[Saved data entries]
--------------------------------

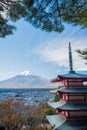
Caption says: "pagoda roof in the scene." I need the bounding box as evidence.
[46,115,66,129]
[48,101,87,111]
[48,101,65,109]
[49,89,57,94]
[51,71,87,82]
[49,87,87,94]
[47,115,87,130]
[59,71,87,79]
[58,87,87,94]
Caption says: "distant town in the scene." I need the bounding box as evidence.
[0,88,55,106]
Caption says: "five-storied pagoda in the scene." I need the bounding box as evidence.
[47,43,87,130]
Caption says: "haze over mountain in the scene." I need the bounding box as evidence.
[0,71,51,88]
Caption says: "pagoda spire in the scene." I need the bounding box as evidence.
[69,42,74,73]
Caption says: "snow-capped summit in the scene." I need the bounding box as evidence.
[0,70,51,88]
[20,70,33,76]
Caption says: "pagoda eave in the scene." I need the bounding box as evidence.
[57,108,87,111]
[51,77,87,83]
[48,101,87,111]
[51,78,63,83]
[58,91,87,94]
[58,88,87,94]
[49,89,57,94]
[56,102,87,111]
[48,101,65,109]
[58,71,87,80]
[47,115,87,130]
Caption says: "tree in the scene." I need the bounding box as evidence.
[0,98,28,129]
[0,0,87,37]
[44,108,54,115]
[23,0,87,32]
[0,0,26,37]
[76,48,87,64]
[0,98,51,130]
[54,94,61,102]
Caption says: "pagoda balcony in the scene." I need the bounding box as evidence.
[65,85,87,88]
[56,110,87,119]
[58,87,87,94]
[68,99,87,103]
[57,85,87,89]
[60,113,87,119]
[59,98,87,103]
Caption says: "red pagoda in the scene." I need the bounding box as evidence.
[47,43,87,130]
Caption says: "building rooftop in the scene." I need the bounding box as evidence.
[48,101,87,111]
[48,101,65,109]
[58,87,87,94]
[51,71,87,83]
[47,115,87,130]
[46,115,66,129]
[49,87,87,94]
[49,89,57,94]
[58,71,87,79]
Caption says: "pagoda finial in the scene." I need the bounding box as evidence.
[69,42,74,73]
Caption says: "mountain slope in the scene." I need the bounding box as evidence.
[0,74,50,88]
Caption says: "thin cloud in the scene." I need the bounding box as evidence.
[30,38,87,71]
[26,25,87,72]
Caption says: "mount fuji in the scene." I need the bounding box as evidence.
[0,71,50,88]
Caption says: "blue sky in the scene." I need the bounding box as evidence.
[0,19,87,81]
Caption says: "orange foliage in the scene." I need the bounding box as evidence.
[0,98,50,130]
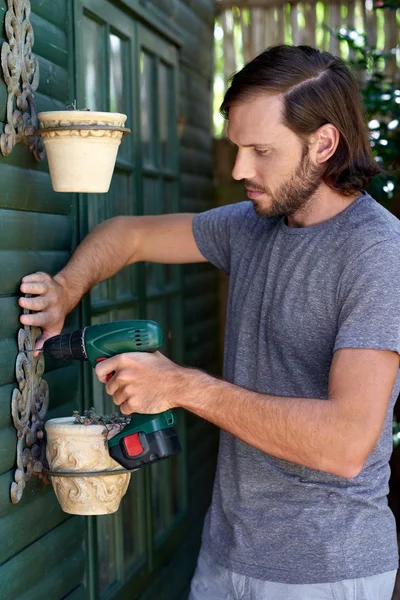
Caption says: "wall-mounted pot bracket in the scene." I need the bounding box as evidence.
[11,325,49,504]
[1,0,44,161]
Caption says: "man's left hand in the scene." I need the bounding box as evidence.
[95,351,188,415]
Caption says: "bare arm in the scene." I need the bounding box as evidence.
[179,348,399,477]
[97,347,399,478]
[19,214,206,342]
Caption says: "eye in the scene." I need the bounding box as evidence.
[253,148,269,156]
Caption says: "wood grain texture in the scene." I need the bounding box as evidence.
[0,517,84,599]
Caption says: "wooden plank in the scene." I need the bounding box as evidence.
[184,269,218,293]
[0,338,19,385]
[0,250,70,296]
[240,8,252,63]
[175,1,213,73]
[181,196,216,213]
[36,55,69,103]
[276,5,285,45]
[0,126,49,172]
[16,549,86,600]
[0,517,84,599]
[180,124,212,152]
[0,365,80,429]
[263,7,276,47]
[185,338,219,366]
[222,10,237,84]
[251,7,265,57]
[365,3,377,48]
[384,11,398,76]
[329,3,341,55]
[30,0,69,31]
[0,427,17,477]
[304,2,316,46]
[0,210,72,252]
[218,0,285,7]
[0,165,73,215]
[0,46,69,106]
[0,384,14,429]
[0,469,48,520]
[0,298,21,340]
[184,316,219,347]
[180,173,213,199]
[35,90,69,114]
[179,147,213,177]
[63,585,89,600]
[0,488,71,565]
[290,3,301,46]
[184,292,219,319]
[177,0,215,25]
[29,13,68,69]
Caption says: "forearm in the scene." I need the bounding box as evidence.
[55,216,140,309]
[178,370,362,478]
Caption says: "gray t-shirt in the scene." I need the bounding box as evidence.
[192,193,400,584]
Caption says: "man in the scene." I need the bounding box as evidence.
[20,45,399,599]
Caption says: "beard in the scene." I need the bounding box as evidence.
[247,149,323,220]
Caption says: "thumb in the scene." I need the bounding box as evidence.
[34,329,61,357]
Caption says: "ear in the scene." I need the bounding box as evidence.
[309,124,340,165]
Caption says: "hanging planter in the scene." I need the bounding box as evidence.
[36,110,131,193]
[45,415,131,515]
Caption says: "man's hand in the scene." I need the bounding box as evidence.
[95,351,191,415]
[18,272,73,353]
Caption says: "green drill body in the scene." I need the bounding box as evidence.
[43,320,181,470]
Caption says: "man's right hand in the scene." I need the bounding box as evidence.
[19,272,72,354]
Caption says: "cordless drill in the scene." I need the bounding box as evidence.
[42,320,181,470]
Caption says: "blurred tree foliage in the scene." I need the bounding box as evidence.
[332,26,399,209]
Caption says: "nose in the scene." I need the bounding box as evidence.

--------------------------------

> _Assignment_
Give every entry back unchanged, with no pictures.

> _Exercise result_
Caption says: "pagoda roof in the scene." I need the bounding box as evidence.
[46,115,66,129]
[48,101,87,111]
[48,101,65,109]
[49,89,57,94]
[51,71,87,82]
[49,87,87,94]
[47,115,87,130]
[59,71,87,79]
[58,87,87,94]
Caption says: "distant town in the scene." I need the bounding box as evidence.
[0,88,55,106]
Caption says: "five-storied pagoda in the scene." I need the bounding box as evidence.
[47,43,87,130]
Caption says: "haze over mountain in the scene." I need the bounding box as evidence.
[0,71,51,88]
Caption says: "pagoda spire in the scene." I need the bounding box as evidence.
[69,42,74,73]
Caption says: "snow-capped summit in the scene." I need the bounding box as evidence.
[0,70,51,88]
[20,70,33,76]
Caption says: "pagoda eave in the scene." I need the bounding box as evidence.
[57,108,87,111]
[51,77,87,83]
[48,101,87,111]
[51,78,63,83]
[58,91,87,94]
[58,88,87,94]
[49,89,57,94]
[56,102,87,111]
[48,101,65,109]
[58,71,87,80]
[47,115,87,130]
Caption says: "tree in the scene." I need the bounding box as evidence.
[0,98,28,129]
[0,0,87,37]
[44,108,54,115]
[23,0,87,32]
[0,0,26,37]
[76,48,87,64]
[0,98,51,130]
[54,94,61,102]
Caption says: "pagoda balcony in the scene." I need the bounding box as evidence.
[65,85,87,88]
[56,110,87,119]
[58,87,87,94]
[68,99,87,103]
[57,85,87,89]
[60,113,87,119]
[59,98,87,103]
Caption says: "red pagoda in the scene." I need the bounding box as evidence.
[47,43,87,130]
Caption says: "building rooftop in the scene." I need the bounding box as evidence.
[48,101,87,111]
[48,101,65,109]
[58,87,87,94]
[51,71,87,83]
[47,115,87,130]
[46,115,66,129]
[49,87,87,94]
[49,89,57,94]
[58,71,87,79]
Caption says: "pagoda finial in the scene." I need the bounding box as evidence.
[69,42,74,73]
Caption says: "mountain slope in the scene." I need the bounding box as evidence.
[0,74,50,88]
Caption says: "thin cloud in the scene." I need the bounding box as evidence.
[30,38,87,71]
[26,25,87,72]
Caption says: "mount fuji in the scene." I need the bounding box as evidence.
[0,71,50,88]
Caption says: "blue sky in the scene." I need the bounding box as evidence.
[0,19,87,81]
Caption says: "orange foliage in the scene." I need the bounding box as evidence.
[0,98,50,130]
Caption says: "wall-mounted pot bracket in the scene." I need the bounding box as evidence.
[11,325,49,504]
[1,0,44,161]
Caption says: "man's left hand in the scene." I need the bounding box as evidence.
[95,351,188,415]
Caption says: "bare arm in the scene." I need the bounding box as evidence.
[179,348,399,477]
[97,347,399,478]
[19,214,206,342]
Caption says: "eye in the scene." I need the bounding box as evidence.
[253,148,269,156]
Caption says: "wood grain texture in the scene." I need the bounding box as evidence.
[0,517,84,599]
Caption says: "wooden plank in the scene." I need the bounding box as evidence.
[184,269,218,293]
[0,338,19,385]
[0,250,70,296]
[240,8,252,63]
[175,1,213,73]
[181,196,216,213]
[36,55,69,103]
[276,5,285,45]
[0,126,49,172]
[16,549,86,600]
[0,517,84,599]
[180,124,212,152]
[0,365,80,429]
[263,7,276,47]
[185,338,219,366]
[222,10,237,84]
[251,7,265,57]
[365,3,377,48]
[384,11,398,76]
[329,3,341,55]
[30,0,69,31]
[0,427,17,477]
[304,2,316,46]
[0,210,72,252]
[218,0,285,7]
[0,165,73,215]
[0,46,69,106]
[0,384,14,429]
[0,469,48,520]
[0,298,21,340]
[184,316,219,347]
[180,173,213,199]
[35,90,69,114]
[179,147,213,177]
[63,585,89,600]
[0,488,71,565]
[290,3,301,46]
[184,292,219,319]
[177,0,215,25]
[29,13,68,69]
Caption says: "forearm in the scene." I need the bounding box as evidence.
[55,216,140,309]
[178,370,362,478]
Caption says: "gray t-shirt in the scene." I need the bounding box as evidence.
[192,193,400,584]
Caption says: "man in the scene." I need the bounding box as evidence.
[20,45,399,599]
Caption says: "beard in the scene." I need the bounding box as evidence.
[247,149,323,220]
Caption says: "thumb in the scene." I need the bounding box as evidence.
[34,329,61,357]
Caption says: "ear in the scene." I need the bounding box as evidence.
[309,124,340,165]
Caption says: "hanging planter in the scene." I need the bounding box as evidence.
[36,110,131,193]
[45,415,131,515]
Caption says: "man's hand in the scene." I need the bounding box as evidence.
[95,351,191,415]
[18,272,73,353]
Caption says: "green drill body in the scene." I need the bounding box as evidence.
[43,320,181,470]
Caption says: "man's right hand in the scene." I need the bounding box as evidence.
[19,272,72,354]
Caption says: "cordless drill in the scene." I need the bounding box as evidence.
[42,320,181,470]
Caption says: "blurred tree foliage in the scene." I need the bounding box as evidence.
[332,26,399,209]
Caption says: "nose in the scene." I need the bounding box as evidence.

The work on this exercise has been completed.